→ **Okuma metni**:

┏━━

26 Haziran 2015 Cuma

Alican Albayrak


Alican Albayrak'ın kendi kaleminden hikayesi:
2 Nisan 1987 tarihinde yağmurlu bir akşam, İzmir' de, normal süresinden daha geç dünyaya gelen oyuncu, yağmurlu havayı güneşli havadan çok sevmesini ve hayatın gereğinden fazla hızlı olduğunu düşünmesini hala bu olaya bağlıyor. Doğumuyla birlikte adının ne olacağına dair aile içinde ufak çapta bir infiale yol açmış olmasını ve ebeveynlerinin uzun tartışmalar sonucu "ikimizin de dediği olsun" sürecine girmesini hep güzel talih olarak değerlendirmiştir. Ailesinin tek çocuğudur.

Fazla hareketli bir çocukluk dönemi içerisinde öğrenim hayatına İzmir' de başlayan Alican, okuma-yazma ve dört işlem meselesini 4 (dört) yaşında çözmesinin kaymağını yıllarca yedi. Hala kullandığı ve muhtemelen hayatı boyunca kullanacağı lakabını bu yıllarda almıştır.
Her akranı gibi kendisi de 90'lı yılların Pazar gecesi klasiği "Parliament Sinema Kulübü' nün" bıkmak usanmak nedir bilmeden her hafta verdiği Batman filmini hayranlıkla izlemiş ve tamamen kontrol dışı gelişen bir şekilde en sevdiği renk Parliament Mavisi olmuştur.
Uğurlu sayısının ne ara ve ne sebeple 3 (üç) olduğunu kendisi de hala bilmiyor.

┗━━

→ **Görev A**:
Alican Albayrak'ın hikayesine göre oyuncunun en sevdiği renk hangisidir?
→ **Görev B**:
Alican Albayrak'ın hikayesini son cümlesinden sonra gelecek birkaç cümleyle uzatın.

→ **Seçilmiş satırlar**:
┏━━

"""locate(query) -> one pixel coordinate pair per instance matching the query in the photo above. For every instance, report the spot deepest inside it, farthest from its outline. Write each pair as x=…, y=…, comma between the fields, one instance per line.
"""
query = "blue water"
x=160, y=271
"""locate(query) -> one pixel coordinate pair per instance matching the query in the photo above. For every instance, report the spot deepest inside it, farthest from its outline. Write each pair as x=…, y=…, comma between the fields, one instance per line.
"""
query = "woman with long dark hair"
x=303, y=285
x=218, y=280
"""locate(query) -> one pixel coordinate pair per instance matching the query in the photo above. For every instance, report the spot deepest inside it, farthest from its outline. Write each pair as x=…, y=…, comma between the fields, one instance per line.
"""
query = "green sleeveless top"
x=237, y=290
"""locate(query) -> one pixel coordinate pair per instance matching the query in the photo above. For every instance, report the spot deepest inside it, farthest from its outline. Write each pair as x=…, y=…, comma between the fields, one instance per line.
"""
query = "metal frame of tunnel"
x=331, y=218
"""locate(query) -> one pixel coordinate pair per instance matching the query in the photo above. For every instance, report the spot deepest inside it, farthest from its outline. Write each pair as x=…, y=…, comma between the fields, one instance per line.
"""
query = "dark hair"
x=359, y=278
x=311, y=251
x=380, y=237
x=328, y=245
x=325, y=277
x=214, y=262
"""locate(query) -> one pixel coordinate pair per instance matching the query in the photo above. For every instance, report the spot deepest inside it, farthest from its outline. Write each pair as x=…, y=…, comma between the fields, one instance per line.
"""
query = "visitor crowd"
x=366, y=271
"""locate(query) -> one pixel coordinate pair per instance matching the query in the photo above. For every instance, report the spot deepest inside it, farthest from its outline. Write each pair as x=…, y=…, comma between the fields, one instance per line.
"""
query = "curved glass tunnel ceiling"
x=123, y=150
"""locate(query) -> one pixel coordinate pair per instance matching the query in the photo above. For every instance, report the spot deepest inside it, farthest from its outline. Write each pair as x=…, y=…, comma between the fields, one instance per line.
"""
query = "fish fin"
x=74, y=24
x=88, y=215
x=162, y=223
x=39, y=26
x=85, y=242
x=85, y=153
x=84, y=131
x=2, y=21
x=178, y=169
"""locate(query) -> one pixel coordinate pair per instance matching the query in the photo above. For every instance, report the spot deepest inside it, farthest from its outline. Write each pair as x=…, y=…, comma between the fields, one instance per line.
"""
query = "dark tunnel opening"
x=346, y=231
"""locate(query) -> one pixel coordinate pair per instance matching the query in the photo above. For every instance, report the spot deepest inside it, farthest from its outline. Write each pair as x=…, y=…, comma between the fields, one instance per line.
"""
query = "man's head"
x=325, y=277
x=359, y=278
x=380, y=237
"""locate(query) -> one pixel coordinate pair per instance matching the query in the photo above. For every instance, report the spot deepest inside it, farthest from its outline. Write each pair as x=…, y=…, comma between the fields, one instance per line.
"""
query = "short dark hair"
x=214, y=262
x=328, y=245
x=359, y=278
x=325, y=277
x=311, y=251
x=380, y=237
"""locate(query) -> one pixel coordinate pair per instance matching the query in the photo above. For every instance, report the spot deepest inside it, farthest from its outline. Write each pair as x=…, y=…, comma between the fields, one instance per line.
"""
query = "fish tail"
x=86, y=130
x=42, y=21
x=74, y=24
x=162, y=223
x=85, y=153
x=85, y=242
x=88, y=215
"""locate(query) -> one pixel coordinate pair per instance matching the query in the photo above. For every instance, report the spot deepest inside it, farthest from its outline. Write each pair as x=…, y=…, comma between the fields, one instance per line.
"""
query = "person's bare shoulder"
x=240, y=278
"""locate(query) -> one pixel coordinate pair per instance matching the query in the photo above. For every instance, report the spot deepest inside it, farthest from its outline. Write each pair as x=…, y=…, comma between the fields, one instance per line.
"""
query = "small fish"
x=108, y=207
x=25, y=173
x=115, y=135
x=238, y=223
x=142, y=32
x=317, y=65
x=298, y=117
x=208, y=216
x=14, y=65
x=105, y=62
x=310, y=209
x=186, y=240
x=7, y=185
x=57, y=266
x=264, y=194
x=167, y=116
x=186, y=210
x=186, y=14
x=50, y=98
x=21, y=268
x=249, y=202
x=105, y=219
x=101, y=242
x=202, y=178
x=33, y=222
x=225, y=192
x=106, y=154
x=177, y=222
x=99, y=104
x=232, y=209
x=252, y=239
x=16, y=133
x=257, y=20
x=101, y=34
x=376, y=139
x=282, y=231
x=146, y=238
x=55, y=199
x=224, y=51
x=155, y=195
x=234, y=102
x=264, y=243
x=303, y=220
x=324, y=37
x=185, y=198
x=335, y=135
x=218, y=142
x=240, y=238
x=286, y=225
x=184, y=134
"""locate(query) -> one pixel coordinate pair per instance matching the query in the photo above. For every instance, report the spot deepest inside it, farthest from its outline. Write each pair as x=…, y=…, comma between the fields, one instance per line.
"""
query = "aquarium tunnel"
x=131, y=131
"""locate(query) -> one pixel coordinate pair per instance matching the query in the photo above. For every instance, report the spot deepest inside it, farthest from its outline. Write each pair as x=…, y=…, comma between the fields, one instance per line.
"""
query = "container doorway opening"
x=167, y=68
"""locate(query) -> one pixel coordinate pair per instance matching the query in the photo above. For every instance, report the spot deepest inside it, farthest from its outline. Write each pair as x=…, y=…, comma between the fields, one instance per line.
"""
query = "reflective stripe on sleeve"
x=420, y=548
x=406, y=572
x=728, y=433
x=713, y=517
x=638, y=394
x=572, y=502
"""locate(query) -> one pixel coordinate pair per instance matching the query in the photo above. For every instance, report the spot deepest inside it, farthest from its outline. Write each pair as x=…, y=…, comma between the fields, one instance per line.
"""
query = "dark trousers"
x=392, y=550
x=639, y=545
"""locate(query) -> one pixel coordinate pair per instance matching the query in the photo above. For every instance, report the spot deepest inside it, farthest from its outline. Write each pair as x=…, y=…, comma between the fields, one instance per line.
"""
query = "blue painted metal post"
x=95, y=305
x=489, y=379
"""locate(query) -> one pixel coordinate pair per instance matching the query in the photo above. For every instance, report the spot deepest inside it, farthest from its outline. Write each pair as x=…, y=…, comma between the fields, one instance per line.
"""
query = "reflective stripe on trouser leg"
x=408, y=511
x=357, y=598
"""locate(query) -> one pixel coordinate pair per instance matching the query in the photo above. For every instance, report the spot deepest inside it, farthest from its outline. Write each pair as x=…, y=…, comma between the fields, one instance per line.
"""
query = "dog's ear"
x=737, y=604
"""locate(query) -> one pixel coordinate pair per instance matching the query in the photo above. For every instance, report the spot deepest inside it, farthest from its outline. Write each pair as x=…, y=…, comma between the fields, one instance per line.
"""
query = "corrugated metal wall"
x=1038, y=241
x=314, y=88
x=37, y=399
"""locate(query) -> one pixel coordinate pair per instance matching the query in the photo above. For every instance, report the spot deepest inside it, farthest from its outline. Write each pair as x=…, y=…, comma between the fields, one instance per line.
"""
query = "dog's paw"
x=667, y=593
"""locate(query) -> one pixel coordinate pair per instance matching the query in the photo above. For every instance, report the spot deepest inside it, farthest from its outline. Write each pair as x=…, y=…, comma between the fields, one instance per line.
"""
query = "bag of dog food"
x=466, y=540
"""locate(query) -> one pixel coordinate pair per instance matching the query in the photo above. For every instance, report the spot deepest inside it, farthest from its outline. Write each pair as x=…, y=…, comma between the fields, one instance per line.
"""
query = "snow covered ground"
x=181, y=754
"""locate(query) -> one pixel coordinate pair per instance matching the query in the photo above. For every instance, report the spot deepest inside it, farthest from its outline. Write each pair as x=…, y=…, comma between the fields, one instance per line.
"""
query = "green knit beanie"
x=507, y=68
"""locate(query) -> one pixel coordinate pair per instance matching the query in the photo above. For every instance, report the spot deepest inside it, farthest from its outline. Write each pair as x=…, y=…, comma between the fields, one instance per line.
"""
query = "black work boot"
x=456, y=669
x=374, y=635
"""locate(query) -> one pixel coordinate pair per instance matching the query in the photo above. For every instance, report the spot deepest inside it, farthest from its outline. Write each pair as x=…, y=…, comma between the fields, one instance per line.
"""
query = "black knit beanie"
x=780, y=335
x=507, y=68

┗━━

→ **Yanıt A**:
Parliament Mavisi.

→ **Yanıt B**:
İlk aşkı okulun tiyatro koluna yazıldığında, Alican 8 yaşındaydı. Arkadaşlarının günler süren yoğun bezdirme politikası sonuç verdi ve kendisini "elime mi yapışacak acaba" cümlesiyle ikna ederek kızın peşinden tiyatro koluna yazıldı. Sahneyle ilk tanışma ve ilk aşk acısı, kızın "prenses", sınıfın örnek çocuğunun "prens", kendisinin "ağaç" olduğu bu oyuna tekabül eder.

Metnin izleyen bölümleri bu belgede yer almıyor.